→ Brief
Format the rows as a JSON list of strings, one string per line with blank lines omitted, beginning at the first line of the rows and stopping after the line that contains "top-left (195, 187), bottom-right (305, 386)". Leave the pictures out.

=====

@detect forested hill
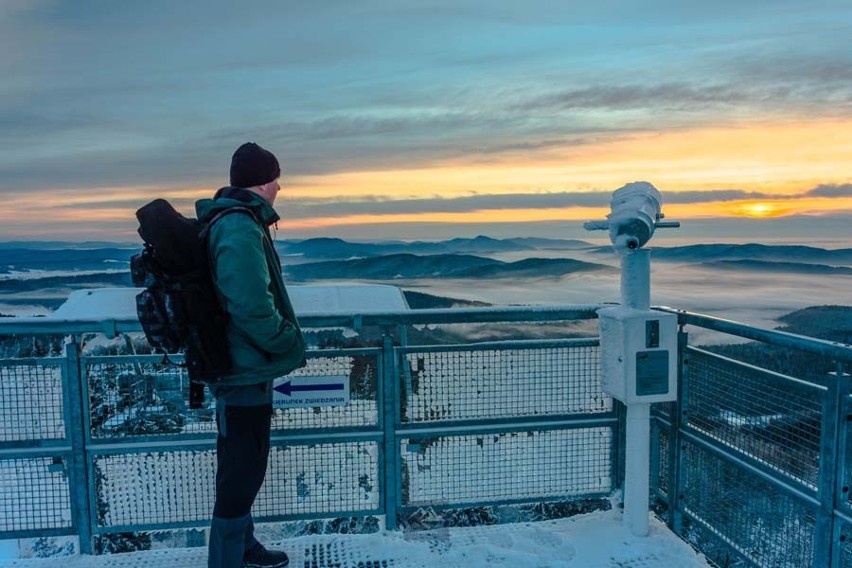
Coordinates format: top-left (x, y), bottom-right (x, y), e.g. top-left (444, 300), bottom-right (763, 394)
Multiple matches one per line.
top-left (778, 306), bottom-right (852, 345)
top-left (284, 254), bottom-right (615, 282)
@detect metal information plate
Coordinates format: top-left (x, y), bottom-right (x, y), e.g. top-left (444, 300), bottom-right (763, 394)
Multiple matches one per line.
top-left (272, 375), bottom-right (349, 408)
top-left (636, 350), bottom-right (669, 396)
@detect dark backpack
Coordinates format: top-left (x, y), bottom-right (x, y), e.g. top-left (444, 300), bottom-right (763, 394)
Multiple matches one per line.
top-left (130, 199), bottom-right (256, 408)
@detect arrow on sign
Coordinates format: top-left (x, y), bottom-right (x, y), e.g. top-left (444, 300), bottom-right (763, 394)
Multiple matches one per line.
top-left (275, 381), bottom-right (343, 396)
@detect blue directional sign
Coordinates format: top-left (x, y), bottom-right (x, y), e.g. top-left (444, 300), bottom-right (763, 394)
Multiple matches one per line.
top-left (272, 375), bottom-right (349, 408)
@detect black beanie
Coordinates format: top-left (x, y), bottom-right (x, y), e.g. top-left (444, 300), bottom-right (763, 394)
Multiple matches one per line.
top-left (231, 142), bottom-right (281, 187)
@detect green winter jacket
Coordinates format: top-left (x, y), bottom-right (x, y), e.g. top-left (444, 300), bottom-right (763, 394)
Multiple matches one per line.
top-left (195, 187), bottom-right (305, 386)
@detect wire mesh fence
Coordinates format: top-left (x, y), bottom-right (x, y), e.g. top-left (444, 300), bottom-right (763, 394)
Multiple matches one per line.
top-left (93, 442), bottom-right (379, 530)
top-left (681, 443), bottom-right (816, 568)
top-left (651, 420), bottom-right (672, 498)
top-left (401, 342), bottom-right (612, 423)
top-left (0, 455), bottom-right (73, 533)
top-left (683, 349), bottom-right (825, 489)
top-left (0, 358), bottom-right (66, 446)
top-left (85, 352), bottom-right (378, 439)
top-left (838, 523), bottom-right (852, 568)
top-left (400, 427), bottom-right (613, 507)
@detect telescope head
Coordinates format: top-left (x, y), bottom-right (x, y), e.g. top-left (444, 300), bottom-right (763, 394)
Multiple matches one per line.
top-left (585, 181), bottom-right (680, 252)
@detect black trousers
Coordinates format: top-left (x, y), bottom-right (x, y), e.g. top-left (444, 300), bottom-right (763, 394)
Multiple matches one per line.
top-left (213, 404), bottom-right (272, 519)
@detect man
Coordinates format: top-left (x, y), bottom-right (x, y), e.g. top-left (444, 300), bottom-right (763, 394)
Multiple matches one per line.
top-left (195, 142), bottom-right (305, 568)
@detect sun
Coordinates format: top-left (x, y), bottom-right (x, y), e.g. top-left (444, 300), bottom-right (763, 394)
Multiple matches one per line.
top-left (745, 203), bottom-right (774, 217)
top-left (729, 201), bottom-right (789, 219)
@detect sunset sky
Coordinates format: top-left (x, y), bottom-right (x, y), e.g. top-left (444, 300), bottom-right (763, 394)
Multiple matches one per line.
top-left (0, 0), bottom-right (852, 241)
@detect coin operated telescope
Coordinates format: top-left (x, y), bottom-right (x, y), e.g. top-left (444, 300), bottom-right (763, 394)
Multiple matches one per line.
top-left (584, 182), bottom-right (680, 536)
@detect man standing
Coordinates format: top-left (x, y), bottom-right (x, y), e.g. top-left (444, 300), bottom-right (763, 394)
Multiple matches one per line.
top-left (195, 142), bottom-right (305, 568)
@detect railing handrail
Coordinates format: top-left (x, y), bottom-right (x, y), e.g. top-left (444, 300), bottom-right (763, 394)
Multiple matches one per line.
top-left (0, 304), bottom-right (607, 335)
top-left (655, 306), bottom-right (852, 363)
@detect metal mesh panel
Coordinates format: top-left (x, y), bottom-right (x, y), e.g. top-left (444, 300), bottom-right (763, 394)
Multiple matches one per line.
top-left (272, 355), bottom-right (379, 430)
top-left (84, 357), bottom-right (216, 438)
top-left (839, 523), bottom-right (852, 568)
top-left (651, 420), bottom-right (671, 495)
top-left (837, 397), bottom-right (852, 514)
top-left (86, 355), bottom-right (378, 438)
top-left (94, 450), bottom-right (216, 527)
top-left (685, 351), bottom-right (824, 489)
top-left (682, 443), bottom-right (815, 568)
top-left (0, 456), bottom-right (71, 532)
top-left (252, 442), bottom-right (381, 517)
top-left (0, 361), bottom-right (66, 442)
top-left (401, 427), bottom-right (613, 506)
top-left (402, 347), bottom-right (612, 422)
top-left (95, 442), bottom-right (379, 527)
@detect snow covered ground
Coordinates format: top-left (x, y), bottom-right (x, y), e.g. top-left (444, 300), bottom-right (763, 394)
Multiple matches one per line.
top-left (0, 510), bottom-right (709, 568)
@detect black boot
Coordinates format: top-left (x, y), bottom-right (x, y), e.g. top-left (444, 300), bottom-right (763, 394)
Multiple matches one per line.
top-left (243, 542), bottom-right (290, 568)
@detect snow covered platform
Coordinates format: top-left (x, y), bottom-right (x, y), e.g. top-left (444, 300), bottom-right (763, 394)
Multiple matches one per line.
top-left (0, 511), bottom-right (710, 568)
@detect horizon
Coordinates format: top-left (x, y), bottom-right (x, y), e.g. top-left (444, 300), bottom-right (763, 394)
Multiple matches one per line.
top-left (0, 0), bottom-right (852, 241)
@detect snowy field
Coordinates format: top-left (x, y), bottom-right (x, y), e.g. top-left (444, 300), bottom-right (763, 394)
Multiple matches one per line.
top-left (0, 511), bottom-right (709, 568)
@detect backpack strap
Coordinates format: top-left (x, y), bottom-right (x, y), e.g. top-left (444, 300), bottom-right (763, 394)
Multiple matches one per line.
top-left (199, 206), bottom-right (260, 240)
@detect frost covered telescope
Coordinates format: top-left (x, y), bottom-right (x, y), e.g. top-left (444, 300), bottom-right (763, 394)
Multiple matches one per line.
top-left (585, 182), bottom-right (680, 536)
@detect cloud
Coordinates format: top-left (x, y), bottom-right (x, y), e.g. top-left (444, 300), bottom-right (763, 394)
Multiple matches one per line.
top-left (806, 183), bottom-right (852, 197)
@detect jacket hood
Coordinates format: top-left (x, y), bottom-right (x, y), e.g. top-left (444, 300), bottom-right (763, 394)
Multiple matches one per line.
top-left (195, 186), bottom-right (281, 226)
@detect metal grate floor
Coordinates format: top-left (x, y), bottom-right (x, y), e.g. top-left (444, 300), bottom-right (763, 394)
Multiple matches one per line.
top-left (0, 511), bottom-right (709, 568)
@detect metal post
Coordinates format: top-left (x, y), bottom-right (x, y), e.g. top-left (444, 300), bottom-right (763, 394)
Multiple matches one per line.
top-left (621, 249), bottom-right (651, 536)
top-left (63, 336), bottom-right (94, 554)
top-left (828, 363), bottom-right (852, 567)
top-left (379, 328), bottom-right (401, 530)
top-left (621, 249), bottom-right (651, 310)
top-left (814, 366), bottom-right (842, 566)
top-left (624, 403), bottom-right (651, 536)
top-left (669, 326), bottom-right (689, 535)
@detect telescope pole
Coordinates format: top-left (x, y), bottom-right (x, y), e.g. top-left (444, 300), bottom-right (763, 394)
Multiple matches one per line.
top-left (621, 248), bottom-right (651, 536)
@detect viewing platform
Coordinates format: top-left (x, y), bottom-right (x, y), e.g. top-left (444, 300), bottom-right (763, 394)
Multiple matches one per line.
top-left (0, 296), bottom-right (852, 568)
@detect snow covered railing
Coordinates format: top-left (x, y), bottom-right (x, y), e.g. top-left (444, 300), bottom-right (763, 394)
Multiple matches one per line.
top-left (0, 305), bottom-right (852, 568)
top-left (0, 305), bottom-right (612, 552)
top-left (652, 309), bottom-right (852, 568)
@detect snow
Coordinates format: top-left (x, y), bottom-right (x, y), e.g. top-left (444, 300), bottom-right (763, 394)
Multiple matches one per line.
top-left (50, 284), bottom-right (408, 321)
top-left (0, 509), bottom-right (709, 568)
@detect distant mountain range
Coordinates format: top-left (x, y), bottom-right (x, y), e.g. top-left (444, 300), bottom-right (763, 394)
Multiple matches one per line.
top-left (589, 244), bottom-right (852, 266)
top-left (700, 260), bottom-right (852, 276)
top-left (284, 254), bottom-right (613, 282)
top-left (276, 236), bottom-right (592, 260)
top-left (0, 240), bottom-right (852, 286)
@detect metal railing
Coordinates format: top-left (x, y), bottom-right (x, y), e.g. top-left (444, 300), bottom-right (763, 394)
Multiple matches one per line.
top-left (0, 306), bottom-right (612, 552)
top-left (652, 310), bottom-right (852, 568)
top-left (0, 306), bottom-right (852, 568)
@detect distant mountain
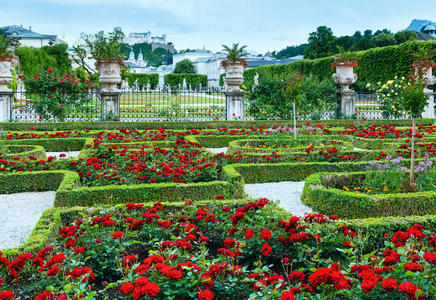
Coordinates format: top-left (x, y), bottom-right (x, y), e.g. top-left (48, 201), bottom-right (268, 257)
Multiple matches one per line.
top-left (406, 19), bottom-right (436, 32)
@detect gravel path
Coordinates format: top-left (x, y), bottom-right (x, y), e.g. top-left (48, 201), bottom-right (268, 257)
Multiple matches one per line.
top-left (206, 147), bottom-right (227, 154)
top-left (245, 181), bottom-right (312, 217)
top-left (0, 192), bottom-right (56, 250)
top-left (46, 151), bottom-right (80, 158)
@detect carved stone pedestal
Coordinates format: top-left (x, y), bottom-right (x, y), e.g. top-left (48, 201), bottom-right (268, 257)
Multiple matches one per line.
top-left (224, 90), bottom-right (244, 120)
top-left (100, 89), bottom-right (121, 121)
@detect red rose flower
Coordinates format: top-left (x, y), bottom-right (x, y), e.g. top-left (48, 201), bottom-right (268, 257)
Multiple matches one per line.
top-left (260, 229), bottom-right (271, 241)
top-left (398, 282), bottom-right (417, 299)
top-left (289, 271), bottom-right (305, 282)
top-left (380, 277), bottom-right (398, 293)
top-left (244, 229), bottom-right (254, 240)
top-left (112, 231), bottom-right (124, 240)
top-left (404, 262), bottom-right (421, 272)
top-left (198, 290), bottom-right (213, 300)
top-left (262, 244), bottom-right (272, 256)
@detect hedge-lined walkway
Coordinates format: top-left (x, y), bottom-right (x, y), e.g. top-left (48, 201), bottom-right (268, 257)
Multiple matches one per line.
top-left (244, 181), bottom-right (312, 217)
top-left (0, 191), bottom-right (56, 249)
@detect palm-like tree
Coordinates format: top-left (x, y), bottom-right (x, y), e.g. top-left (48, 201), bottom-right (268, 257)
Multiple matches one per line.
top-left (0, 30), bottom-right (13, 57)
top-left (222, 43), bottom-right (248, 64)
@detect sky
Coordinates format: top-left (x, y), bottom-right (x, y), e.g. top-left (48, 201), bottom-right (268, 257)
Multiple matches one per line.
top-left (0, 0), bottom-right (436, 53)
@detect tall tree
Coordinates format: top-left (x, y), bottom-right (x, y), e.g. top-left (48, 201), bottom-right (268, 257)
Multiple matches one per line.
top-left (394, 30), bottom-right (418, 44)
top-left (371, 33), bottom-right (397, 47)
top-left (174, 59), bottom-right (195, 74)
top-left (363, 29), bottom-right (372, 40)
top-left (304, 26), bottom-right (336, 58)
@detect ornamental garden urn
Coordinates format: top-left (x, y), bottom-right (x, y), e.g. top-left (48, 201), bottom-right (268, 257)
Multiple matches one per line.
top-left (0, 56), bottom-right (13, 92)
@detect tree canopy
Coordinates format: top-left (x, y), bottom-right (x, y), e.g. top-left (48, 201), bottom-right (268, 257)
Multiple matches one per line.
top-left (174, 59), bottom-right (195, 74)
top-left (273, 26), bottom-right (418, 59)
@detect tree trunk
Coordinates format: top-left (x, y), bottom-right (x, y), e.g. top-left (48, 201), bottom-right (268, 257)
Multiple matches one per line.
top-left (292, 100), bottom-right (297, 140)
top-left (410, 118), bottom-right (416, 187)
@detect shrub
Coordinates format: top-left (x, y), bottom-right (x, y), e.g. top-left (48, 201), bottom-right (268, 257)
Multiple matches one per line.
top-left (126, 73), bottom-right (159, 90)
top-left (164, 74), bottom-right (207, 89)
top-left (244, 41), bottom-right (436, 89)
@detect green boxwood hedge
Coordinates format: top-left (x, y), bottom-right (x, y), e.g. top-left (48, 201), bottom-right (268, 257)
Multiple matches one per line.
top-left (301, 172), bottom-right (436, 219)
top-left (164, 73), bottom-right (207, 89)
top-left (343, 211), bottom-right (436, 252)
top-left (244, 41), bottom-right (436, 88)
top-left (1, 138), bottom-right (89, 151)
top-left (0, 119), bottom-right (435, 131)
top-left (126, 73), bottom-right (159, 89)
top-left (0, 171), bottom-right (79, 194)
top-left (3, 145), bottom-right (47, 160)
top-left (225, 161), bottom-right (369, 183)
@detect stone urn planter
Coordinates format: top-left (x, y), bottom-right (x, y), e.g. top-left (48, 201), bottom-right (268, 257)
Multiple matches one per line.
top-left (332, 63), bottom-right (357, 116)
top-left (424, 68), bottom-right (436, 86)
top-left (422, 67), bottom-right (436, 119)
top-left (0, 57), bottom-right (12, 92)
top-left (224, 64), bottom-right (244, 91)
top-left (96, 62), bottom-right (121, 121)
top-left (333, 64), bottom-right (357, 91)
top-left (97, 62), bottom-right (121, 91)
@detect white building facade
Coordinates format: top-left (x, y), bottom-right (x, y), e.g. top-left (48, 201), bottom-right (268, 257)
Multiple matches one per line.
top-left (0, 25), bottom-right (66, 48)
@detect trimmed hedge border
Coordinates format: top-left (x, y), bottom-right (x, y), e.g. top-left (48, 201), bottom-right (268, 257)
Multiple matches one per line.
top-left (0, 119), bottom-right (435, 131)
top-left (2, 199), bottom-right (436, 256)
top-left (1, 138), bottom-right (89, 151)
top-left (301, 172), bottom-right (436, 219)
top-left (3, 145), bottom-right (47, 159)
top-left (0, 199), bottom-right (282, 256)
top-left (342, 215), bottom-right (436, 252)
top-left (0, 166), bottom-right (244, 207)
top-left (228, 161), bottom-right (369, 183)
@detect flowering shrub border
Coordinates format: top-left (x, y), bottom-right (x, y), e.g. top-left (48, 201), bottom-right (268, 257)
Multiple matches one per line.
top-left (3, 144), bottom-right (47, 159)
top-left (301, 172), bottom-right (436, 219)
top-left (227, 161), bottom-right (369, 183)
top-left (0, 118), bottom-right (434, 131)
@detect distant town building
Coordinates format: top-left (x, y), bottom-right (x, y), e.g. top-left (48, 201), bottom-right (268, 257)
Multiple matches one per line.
top-left (406, 19), bottom-right (436, 41)
top-left (124, 31), bottom-right (176, 53)
top-left (0, 25), bottom-right (67, 48)
top-left (124, 48), bottom-right (147, 73)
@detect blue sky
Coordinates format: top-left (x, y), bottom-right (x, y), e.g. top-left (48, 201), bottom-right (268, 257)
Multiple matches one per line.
top-left (0, 0), bottom-right (436, 53)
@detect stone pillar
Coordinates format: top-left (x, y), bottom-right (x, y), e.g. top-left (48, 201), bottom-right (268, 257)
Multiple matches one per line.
top-left (422, 89), bottom-right (435, 119)
top-left (100, 89), bottom-right (121, 121)
top-left (421, 68), bottom-right (436, 119)
top-left (0, 60), bottom-right (13, 122)
top-left (341, 90), bottom-right (356, 116)
top-left (0, 92), bottom-right (13, 122)
top-left (224, 90), bottom-right (245, 120)
top-left (98, 62), bottom-right (121, 121)
top-left (224, 64), bottom-right (245, 120)
top-left (332, 65), bottom-right (357, 116)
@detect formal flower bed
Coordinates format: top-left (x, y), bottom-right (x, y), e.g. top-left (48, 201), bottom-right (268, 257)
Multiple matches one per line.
top-left (338, 125), bottom-right (436, 139)
top-left (343, 155), bottom-right (436, 194)
top-left (0, 199), bottom-right (436, 299)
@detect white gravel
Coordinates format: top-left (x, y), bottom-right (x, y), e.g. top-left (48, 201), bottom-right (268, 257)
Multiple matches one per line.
top-left (245, 181), bottom-right (312, 217)
top-left (0, 191), bottom-right (56, 250)
top-left (46, 151), bottom-right (80, 159)
top-left (206, 147), bottom-right (227, 154)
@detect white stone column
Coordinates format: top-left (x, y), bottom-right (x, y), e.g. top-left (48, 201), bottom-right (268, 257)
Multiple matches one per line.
top-left (422, 89), bottom-right (435, 119)
top-left (99, 62), bottom-right (121, 121)
top-left (224, 90), bottom-right (245, 120)
top-left (100, 89), bottom-right (121, 121)
top-left (0, 92), bottom-right (13, 122)
top-left (332, 66), bottom-right (357, 117)
top-left (0, 60), bottom-right (13, 122)
top-left (421, 68), bottom-right (436, 119)
top-left (224, 64), bottom-right (245, 120)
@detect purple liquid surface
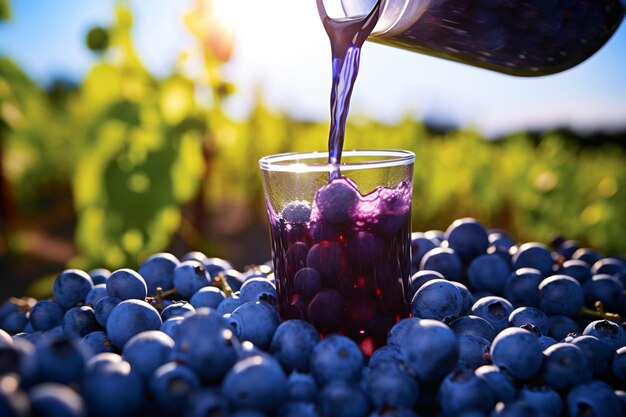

=====

→ Finished exercise
[
  "@detect forested hill",
  "Coordinates format: top-left (x, y), bottom-right (x, y), e.g. top-left (444, 300), bottom-right (763, 394)",
  "Multiple matches one per line.",
  "top-left (778, 306), bottom-right (852, 345)",
  "top-left (284, 254), bottom-right (615, 282)",
  "@detect metal information plate",
  "Coordinates format: top-left (x, y), bottom-right (x, y), e.g. top-left (444, 300), bottom-right (763, 394)",
  "Multiple matches one per line.",
  "top-left (272, 375), bottom-right (349, 408)",
  "top-left (636, 350), bottom-right (669, 396)",
  "@detect dark backpack",
  "Coordinates format: top-left (x, y), bottom-right (x, y), e.g. top-left (444, 300), bottom-right (763, 394)",
  "Multiple matches one per line.",
  "top-left (130, 199), bottom-right (256, 408)",
  "@detect arrow on sign",
  "Coordinates format: top-left (x, y), bottom-right (x, y), e.g. top-left (444, 300), bottom-right (763, 394)",
  "Multiple matches one per line.",
  "top-left (275, 381), bottom-right (343, 396)",
  "@detect blue directional sign",
  "Coordinates format: top-left (x, y), bottom-right (x, y), e.g. top-left (444, 300), bottom-right (763, 394)",
  "Multiple matches one per line.",
  "top-left (272, 375), bottom-right (349, 408)",
  "@detect black beanie",
  "Coordinates format: top-left (x, y), bottom-right (x, y), e.g. top-left (444, 300), bottom-right (763, 394)",
  "Multiple matches one per line.",
  "top-left (231, 142), bottom-right (281, 187)",
  "@detect green winter jacket",
  "Coordinates format: top-left (x, y), bottom-right (x, y), e.g. top-left (444, 300), bottom-right (763, 394)",
  "Multiple matches one per line.",
  "top-left (195, 187), bottom-right (305, 386)"
]